[Object point labels]
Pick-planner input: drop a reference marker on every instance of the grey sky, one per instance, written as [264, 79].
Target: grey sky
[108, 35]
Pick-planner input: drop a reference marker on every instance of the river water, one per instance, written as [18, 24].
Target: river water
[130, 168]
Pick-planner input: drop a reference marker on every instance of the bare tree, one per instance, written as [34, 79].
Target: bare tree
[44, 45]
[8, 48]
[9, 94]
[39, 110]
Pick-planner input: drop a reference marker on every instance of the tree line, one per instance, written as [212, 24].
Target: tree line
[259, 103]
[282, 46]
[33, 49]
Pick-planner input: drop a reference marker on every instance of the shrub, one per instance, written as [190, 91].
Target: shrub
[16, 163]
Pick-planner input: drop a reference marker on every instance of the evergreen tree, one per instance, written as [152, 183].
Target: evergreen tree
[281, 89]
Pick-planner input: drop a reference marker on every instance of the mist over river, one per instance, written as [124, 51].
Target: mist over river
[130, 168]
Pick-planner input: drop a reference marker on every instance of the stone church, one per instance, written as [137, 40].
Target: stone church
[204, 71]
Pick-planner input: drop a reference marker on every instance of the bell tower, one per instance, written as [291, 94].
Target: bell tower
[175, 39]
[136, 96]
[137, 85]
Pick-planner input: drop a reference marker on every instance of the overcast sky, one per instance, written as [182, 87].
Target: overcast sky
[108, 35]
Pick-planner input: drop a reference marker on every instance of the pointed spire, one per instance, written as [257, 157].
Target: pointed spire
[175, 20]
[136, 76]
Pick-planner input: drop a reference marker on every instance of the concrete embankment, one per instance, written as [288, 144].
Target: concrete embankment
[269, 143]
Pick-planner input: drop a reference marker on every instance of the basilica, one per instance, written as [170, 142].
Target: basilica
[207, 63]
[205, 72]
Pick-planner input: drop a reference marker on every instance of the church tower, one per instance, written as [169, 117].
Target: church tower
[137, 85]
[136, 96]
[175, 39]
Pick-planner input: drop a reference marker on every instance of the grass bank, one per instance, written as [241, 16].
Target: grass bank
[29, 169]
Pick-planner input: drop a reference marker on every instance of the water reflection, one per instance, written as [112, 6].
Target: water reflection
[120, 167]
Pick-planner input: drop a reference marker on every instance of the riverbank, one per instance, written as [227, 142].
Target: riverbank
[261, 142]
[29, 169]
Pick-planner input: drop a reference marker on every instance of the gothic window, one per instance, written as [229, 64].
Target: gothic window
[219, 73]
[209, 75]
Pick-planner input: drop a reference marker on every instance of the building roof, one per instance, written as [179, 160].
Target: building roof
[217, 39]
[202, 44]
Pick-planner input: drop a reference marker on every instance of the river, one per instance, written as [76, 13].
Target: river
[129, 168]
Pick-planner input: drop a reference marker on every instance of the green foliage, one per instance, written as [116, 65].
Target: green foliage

## THE EXERCISE
Return every line of the data above word for word, with nothing added or changed.

## EXERCISE RESPONSE
Pick-planner input: drop a reference marker on every instance of the grey sky, one per instance, written as [264, 79].
Target: grey sky
[108, 35]
Pick-planner input: drop a reference marker on every instance of the river water, one per instance, written as [18, 24].
Target: river water
[130, 168]
Pick-planner input: drop a reference marker on every instance of the bare tree, one per instance, written as [34, 79].
Target: bare tree
[44, 45]
[8, 48]
[9, 94]
[39, 110]
Pick-planner input: drop a reference marker on every instance of the tree line, one per instance, written as [212, 24].
Target: tree line
[259, 103]
[282, 46]
[33, 49]
Pick-planner input: drop a reference marker on every instance of the shrub, one per instance, written as [190, 91].
Target: shrub
[16, 163]
Pick-planner input: drop a reference marker on every instance of the evergreen tree, one per instance, written as [152, 183].
Target: evergreen tree
[281, 89]
Pick-planner input: drop a reference marker on every instance of the mist over river, one per instance, written as [124, 51].
Target: mist over river
[130, 168]
Pick-planner input: drop a reference marker on every instance of the stone church, one per instance, written as [137, 40].
Target: stone church
[204, 71]
Pick-planner input: drop a reference marker on every instance of the bell tower, one per instance, written as [291, 94].
Target: bell tower
[175, 39]
[136, 96]
[137, 85]
Pick-planner input: drop a reference marker on every instance of the overcast sky, one per instance, written as [182, 87].
Target: overcast sky
[108, 35]
Pick-planner input: drop a reference marker on every instance of the pointed spire, one per instance, written as [257, 157].
Target: pointed spire
[175, 20]
[136, 76]
Pick-planner input: drop a reference marker on every instance of the concrete embankment, one per instance, written as [288, 144].
Target: concrete embankment
[269, 143]
Pick-planner input: drop a reference marker on every instance of the basilica, one per instance, written as [170, 142].
Target: basilica
[207, 63]
[205, 72]
Pick-planner input: drop a reference marker on every instance of the church tower, one per instance, written as [169, 117].
Target: church tower
[137, 85]
[136, 96]
[175, 39]
Pick-planner input: drop a reference marker on every instance of the grass bank, one per instance, written as [241, 16].
Target: grass bank
[29, 169]
Pick-planner input: drop a reference marker on every instance of the water reflection, one per instance, written as [112, 6].
Target: water reflection
[120, 167]
Pick-planner input: drop a reference marker on every instance of the riverbank, one per instance, written as [227, 142].
Target: riverbank
[261, 142]
[29, 169]
Pick-planner input: drop a reference marker on every instance of the gothic window, one per instance, written as [229, 64].
Target: gothic window
[219, 73]
[209, 75]
Pick-planner input: drop a reference marker on every instance of the building roof, one per instance, written as [179, 160].
Target: building roof
[217, 39]
[202, 44]
Pick-planner input: drop a reference marker on every instance of the river, one per instance, written as [76, 13].
Target: river
[129, 168]
Pick-planner input: drop a reference marker on every instance of the green foliage, one per instance, written as [116, 65].
Target: green foliage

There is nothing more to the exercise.